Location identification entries
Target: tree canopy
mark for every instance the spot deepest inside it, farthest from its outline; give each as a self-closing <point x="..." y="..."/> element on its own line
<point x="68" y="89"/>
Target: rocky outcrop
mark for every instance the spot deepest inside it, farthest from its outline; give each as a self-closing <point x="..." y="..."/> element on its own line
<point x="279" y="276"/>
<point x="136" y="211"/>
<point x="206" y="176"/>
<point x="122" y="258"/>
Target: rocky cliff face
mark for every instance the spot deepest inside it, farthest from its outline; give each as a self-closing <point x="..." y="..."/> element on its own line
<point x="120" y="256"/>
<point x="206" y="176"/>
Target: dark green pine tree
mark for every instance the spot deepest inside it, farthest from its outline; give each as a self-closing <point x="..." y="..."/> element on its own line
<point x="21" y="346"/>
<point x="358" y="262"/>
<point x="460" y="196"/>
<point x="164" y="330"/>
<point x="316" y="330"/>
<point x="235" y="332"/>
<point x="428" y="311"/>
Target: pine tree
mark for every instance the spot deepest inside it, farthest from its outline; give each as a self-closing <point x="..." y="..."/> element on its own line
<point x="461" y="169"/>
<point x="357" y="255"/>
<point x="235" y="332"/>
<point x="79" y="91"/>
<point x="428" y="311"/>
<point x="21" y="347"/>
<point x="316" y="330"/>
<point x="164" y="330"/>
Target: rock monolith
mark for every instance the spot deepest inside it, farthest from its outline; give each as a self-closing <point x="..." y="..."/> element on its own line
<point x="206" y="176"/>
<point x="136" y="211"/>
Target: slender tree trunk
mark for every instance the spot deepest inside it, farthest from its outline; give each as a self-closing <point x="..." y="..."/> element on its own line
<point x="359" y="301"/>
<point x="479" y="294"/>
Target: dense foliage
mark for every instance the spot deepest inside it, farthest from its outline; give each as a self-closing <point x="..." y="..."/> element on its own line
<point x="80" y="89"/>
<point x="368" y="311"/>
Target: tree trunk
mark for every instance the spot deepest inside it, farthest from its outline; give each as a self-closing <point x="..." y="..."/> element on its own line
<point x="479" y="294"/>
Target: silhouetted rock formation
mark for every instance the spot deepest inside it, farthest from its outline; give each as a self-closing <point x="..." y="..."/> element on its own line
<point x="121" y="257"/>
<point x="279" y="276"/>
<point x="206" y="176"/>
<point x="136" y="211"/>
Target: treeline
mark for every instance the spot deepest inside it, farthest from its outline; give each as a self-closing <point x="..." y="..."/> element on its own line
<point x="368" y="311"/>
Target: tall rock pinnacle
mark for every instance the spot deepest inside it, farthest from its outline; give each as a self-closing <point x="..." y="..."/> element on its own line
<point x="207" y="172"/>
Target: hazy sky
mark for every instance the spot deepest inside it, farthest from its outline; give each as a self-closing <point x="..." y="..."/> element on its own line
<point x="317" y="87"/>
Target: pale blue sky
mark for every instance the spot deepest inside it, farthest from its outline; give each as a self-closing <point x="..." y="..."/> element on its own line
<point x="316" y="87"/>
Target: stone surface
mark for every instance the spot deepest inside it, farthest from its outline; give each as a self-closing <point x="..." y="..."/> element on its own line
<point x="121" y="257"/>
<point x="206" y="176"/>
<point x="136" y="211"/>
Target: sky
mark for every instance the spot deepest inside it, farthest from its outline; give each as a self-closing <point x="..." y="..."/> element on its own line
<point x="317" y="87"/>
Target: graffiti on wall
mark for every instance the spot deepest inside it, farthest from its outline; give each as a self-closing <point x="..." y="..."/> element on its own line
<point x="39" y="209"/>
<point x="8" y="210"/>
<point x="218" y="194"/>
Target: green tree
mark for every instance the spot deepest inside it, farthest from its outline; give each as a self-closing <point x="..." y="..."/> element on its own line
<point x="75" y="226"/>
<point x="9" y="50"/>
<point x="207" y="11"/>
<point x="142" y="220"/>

THE REQUEST
Transcribe all the entries, keeping each one exactly as it is.

ANSWER TO THIS PROBLEM
Target: tree canopy
mark for every instance the spot deepest inside it, farthest from its outline; give each as a self-closing <point x="..." y="..."/> element on its own line
<point x="68" y="89"/>
Target: rocky outcrop
mark for every instance the spot deepest inside it, farthest from its outline; give each as a self-closing <point x="..." y="..."/> element on its own line
<point x="279" y="276"/>
<point x="136" y="211"/>
<point x="206" y="176"/>
<point x="122" y="258"/>
Target: rocky cliff face
mark for every instance the spot deepest inside it, farthest from its outline; give each as a self-closing <point x="..." y="..."/> element on its own line
<point x="120" y="256"/>
<point x="206" y="176"/>
Target: dark green pine tree
mark for every instance the spot deepest inside it, farthest from its outline; give each as a self-closing <point x="..." y="..."/> element on its own line
<point x="21" y="346"/>
<point x="358" y="262"/>
<point x="460" y="196"/>
<point x="164" y="330"/>
<point x="316" y="330"/>
<point x="235" y="332"/>
<point x="428" y="311"/>
Target: pine tree
mark for every instance the spot deepest inside it, farthest from its outline; give each as a self-closing <point x="..." y="..."/> element on its own line
<point x="461" y="169"/>
<point x="357" y="255"/>
<point x="235" y="332"/>
<point x="79" y="91"/>
<point x="428" y="311"/>
<point x="21" y="347"/>
<point x="316" y="330"/>
<point x="164" y="330"/>
Target: rock monolith
mark for every instance the spot deepest inside it, farthest from its outline; give each as a self-closing <point x="..." y="..."/> element on its own line
<point x="206" y="176"/>
<point x="136" y="211"/>
Target: slender tree trunk
mark for every instance the spot deepest inside it, farthest from its outline; give each as a self-closing <point x="..." y="..."/> element on its own line
<point x="359" y="301"/>
<point x="479" y="294"/>
Target: dense foliage
mark for every instance the spot deepest inside it, farthest from its outline; give each as a self-closing <point x="..." y="..."/> element on its own line
<point x="80" y="89"/>
<point x="368" y="311"/>
Target: tree trunk
mark for every instance the spot deepest inside it, farthest from its outline; give each as a self-closing <point x="..." y="..."/> element on its own line
<point x="479" y="294"/>
Target: silhouetted rock formation
mark for every instance the spot deepest inside it, farthest from its outline; give each as a self-closing <point x="..." y="..."/> element on its own line
<point x="121" y="257"/>
<point x="279" y="276"/>
<point x="206" y="176"/>
<point x="136" y="211"/>
Target: treeline
mark for every instance the spot deepest inside it, farthest from its outline; give each as a self-closing <point x="..." y="..."/> element on its own line
<point x="368" y="311"/>
Target: tall rock pinnacle
mark for every instance the spot deepest inside it, farthest from its outline; give each as a self-closing <point x="..." y="..."/> element on its own line
<point x="207" y="172"/>
Target: hazy sky
mark for every instance the spot deepest inside it, farthest from its outline; give each as a self-closing <point x="..." y="..."/> element on its own line
<point x="317" y="87"/>
Target: pale blue sky
mark for every instance the spot deepest inside it, farthest from its outline; give each as a self-closing <point x="..." y="..."/> element on its own line
<point x="316" y="87"/>
Target: stone surface
mark for every instance the spot deepest inside it, farthest from its outline; give each as a self-closing <point x="..." y="..."/> element on its own line
<point x="121" y="257"/>
<point x="206" y="176"/>
<point x="136" y="211"/>
Target: sky
mark for every instance the spot deepest inside it, farthest from its outline; give each as a self-closing <point x="..." y="..."/> element on its own line
<point x="317" y="87"/>
Target: graffiti on wall
mark for every instance the spot deepest inside it, farthest from its outline; give each as a self-closing <point x="..." y="..."/> element on its own line
<point x="39" y="209"/>
<point x="8" y="210"/>
<point x="218" y="194"/>
Target: green tree
mark for every instance the spot deepest inside it, farthest from its outline; give each as a self-closing <point x="..." y="..."/> element on its own line
<point x="75" y="226"/>
<point x="9" y="50"/>
<point x="207" y="11"/>
<point x="142" y="220"/>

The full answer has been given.